Copy out the entries word for word, starting at the line that contains "Each instance of the silver" and ending with the last line of the entries.
>> START Listed records
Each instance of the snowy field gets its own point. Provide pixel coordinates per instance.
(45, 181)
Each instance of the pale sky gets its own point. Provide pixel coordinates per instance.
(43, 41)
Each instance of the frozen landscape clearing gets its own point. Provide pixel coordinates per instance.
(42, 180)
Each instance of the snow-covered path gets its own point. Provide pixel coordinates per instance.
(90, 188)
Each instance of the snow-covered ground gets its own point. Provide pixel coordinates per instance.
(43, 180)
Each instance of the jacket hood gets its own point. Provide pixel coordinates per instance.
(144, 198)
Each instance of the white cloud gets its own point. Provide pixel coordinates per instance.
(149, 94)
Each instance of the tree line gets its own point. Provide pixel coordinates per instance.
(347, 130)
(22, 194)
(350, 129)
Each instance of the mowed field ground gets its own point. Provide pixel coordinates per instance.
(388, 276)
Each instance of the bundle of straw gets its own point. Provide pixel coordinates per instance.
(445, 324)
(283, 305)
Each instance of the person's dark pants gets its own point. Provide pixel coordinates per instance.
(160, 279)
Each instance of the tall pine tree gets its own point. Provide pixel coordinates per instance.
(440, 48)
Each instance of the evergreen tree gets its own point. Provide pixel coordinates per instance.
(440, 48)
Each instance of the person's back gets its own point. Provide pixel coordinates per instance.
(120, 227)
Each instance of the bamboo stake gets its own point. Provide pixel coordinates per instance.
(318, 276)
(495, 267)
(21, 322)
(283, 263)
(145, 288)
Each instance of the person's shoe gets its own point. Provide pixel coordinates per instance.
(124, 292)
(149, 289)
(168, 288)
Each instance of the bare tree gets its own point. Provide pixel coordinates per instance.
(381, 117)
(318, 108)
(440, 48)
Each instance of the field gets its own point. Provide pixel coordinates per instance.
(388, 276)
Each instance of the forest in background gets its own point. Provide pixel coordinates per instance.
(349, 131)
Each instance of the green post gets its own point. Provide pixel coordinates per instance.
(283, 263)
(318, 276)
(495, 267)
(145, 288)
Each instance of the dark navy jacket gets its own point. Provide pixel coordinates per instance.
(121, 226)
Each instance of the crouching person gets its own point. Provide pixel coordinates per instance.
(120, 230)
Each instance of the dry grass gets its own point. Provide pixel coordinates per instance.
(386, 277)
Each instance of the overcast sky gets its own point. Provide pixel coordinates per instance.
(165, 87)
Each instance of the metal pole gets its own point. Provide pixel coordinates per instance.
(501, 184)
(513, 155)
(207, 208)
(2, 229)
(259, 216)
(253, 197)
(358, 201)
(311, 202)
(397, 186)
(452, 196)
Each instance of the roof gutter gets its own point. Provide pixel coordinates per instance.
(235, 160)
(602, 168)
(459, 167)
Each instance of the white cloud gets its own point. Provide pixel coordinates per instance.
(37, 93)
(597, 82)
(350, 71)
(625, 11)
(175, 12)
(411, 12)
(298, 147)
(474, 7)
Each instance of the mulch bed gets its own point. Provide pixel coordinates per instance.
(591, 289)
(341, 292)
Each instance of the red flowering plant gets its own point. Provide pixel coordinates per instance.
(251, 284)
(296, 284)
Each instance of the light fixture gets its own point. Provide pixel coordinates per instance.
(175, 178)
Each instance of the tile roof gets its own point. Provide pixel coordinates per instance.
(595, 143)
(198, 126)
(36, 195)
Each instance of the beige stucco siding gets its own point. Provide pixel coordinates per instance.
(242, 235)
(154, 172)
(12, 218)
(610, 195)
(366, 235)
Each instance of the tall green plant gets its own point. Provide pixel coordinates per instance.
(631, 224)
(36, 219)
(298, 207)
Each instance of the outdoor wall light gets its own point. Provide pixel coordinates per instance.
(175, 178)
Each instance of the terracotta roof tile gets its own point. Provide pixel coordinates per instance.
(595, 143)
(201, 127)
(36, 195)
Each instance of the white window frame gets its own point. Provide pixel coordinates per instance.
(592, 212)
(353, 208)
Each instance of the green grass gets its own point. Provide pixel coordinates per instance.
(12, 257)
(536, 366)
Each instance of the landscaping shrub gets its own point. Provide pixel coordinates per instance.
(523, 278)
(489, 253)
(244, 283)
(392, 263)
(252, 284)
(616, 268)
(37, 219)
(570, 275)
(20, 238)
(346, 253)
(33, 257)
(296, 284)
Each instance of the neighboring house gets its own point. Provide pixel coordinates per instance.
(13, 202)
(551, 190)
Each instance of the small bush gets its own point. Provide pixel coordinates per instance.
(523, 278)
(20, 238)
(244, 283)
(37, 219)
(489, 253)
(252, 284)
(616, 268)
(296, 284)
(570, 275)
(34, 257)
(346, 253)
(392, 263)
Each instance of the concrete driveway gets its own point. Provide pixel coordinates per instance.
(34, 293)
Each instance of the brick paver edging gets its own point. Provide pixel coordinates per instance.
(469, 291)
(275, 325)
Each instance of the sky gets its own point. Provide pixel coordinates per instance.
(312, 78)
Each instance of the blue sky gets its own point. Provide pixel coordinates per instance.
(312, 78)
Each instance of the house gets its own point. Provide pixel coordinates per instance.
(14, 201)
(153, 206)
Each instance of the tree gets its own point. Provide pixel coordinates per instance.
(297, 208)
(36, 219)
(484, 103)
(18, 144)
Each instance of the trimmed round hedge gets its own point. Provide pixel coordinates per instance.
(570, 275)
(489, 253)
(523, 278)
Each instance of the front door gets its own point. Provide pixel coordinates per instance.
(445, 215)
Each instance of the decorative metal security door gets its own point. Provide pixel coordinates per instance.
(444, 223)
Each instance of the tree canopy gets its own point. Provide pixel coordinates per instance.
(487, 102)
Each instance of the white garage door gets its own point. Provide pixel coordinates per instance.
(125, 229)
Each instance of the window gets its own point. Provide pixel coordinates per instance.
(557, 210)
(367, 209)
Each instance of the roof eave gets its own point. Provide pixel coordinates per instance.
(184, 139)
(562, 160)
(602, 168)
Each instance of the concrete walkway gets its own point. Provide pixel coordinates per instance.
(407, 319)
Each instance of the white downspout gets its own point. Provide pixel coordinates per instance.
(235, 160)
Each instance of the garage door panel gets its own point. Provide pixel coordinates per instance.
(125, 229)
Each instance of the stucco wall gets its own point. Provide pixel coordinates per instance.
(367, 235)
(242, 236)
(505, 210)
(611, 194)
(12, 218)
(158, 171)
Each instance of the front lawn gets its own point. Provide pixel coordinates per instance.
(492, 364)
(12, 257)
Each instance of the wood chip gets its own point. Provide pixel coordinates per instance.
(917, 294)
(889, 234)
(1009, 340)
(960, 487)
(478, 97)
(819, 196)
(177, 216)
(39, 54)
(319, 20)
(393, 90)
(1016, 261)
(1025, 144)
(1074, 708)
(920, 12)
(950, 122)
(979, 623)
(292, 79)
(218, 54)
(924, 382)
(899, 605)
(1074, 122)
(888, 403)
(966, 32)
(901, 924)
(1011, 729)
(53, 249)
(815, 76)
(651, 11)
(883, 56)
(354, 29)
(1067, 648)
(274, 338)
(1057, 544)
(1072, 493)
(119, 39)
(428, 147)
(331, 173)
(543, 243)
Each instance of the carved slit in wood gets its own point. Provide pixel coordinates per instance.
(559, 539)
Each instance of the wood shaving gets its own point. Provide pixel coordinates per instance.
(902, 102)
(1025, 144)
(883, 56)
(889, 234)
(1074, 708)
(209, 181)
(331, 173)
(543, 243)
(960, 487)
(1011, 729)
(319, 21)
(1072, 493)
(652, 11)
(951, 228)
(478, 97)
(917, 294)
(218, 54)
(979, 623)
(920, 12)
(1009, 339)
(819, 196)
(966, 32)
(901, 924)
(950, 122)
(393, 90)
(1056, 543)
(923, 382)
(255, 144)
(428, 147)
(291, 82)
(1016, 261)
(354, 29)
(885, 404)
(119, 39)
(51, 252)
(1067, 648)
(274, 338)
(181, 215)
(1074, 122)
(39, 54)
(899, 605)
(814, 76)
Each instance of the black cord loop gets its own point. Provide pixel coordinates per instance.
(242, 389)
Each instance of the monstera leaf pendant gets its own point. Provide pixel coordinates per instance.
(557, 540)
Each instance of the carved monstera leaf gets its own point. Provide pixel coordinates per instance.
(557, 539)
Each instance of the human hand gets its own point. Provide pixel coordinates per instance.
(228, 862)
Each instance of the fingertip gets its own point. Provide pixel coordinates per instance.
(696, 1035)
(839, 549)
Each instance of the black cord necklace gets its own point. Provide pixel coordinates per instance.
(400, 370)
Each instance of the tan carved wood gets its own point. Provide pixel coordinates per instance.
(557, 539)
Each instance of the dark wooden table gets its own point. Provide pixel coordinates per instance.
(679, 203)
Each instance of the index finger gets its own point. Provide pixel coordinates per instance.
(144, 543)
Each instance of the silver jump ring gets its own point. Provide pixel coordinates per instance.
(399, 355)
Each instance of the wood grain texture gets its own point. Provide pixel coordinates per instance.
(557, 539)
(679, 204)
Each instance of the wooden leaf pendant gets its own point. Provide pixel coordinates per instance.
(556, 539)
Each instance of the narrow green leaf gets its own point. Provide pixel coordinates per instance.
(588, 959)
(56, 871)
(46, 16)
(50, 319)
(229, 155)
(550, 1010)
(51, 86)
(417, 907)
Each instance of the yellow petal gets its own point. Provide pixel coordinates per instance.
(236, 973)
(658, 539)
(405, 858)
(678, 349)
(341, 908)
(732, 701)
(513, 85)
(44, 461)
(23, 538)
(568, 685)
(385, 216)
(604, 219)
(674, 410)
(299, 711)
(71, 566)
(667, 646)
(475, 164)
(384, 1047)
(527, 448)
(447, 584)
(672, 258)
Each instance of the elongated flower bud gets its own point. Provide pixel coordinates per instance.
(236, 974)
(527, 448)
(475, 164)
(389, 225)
>> END Listed records
### Exercise result
Each instance of the silver jump ring gets its own point. Provide pixel coordinates per instance.
(399, 355)
Each instance of the wood grain texture gets its own point. Provide pixel coordinates per instance.
(557, 539)
(679, 204)
Each instance of the wooden leaf pendant gets its own point. Provide pixel coordinates per instance.
(556, 539)
Each instance of the narrow green leaf gets its own point. Provide pixel coordinates per instance.
(588, 959)
(56, 871)
(46, 16)
(50, 319)
(229, 155)
(550, 1010)
(51, 86)
(417, 907)
Each instance of the yellow petal gets its own point. Provide pixel coordinates per instance.
(236, 973)
(658, 539)
(405, 858)
(678, 349)
(341, 908)
(732, 701)
(513, 85)
(44, 461)
(23, 538)
(568, 685)
(385, 216)
(604, 219)
(674, 410)
(299, 711)
(71, 566)
(667, 646)
(475, 164)
(384, 1047)
(527, 448)
(447, 584)
(672, 258)
Each instance of the elongated flower bud gets its own point. Provide pixel coordinates per instance.
(236, 974)
(527, 448)
(475, 164)
(389, 225)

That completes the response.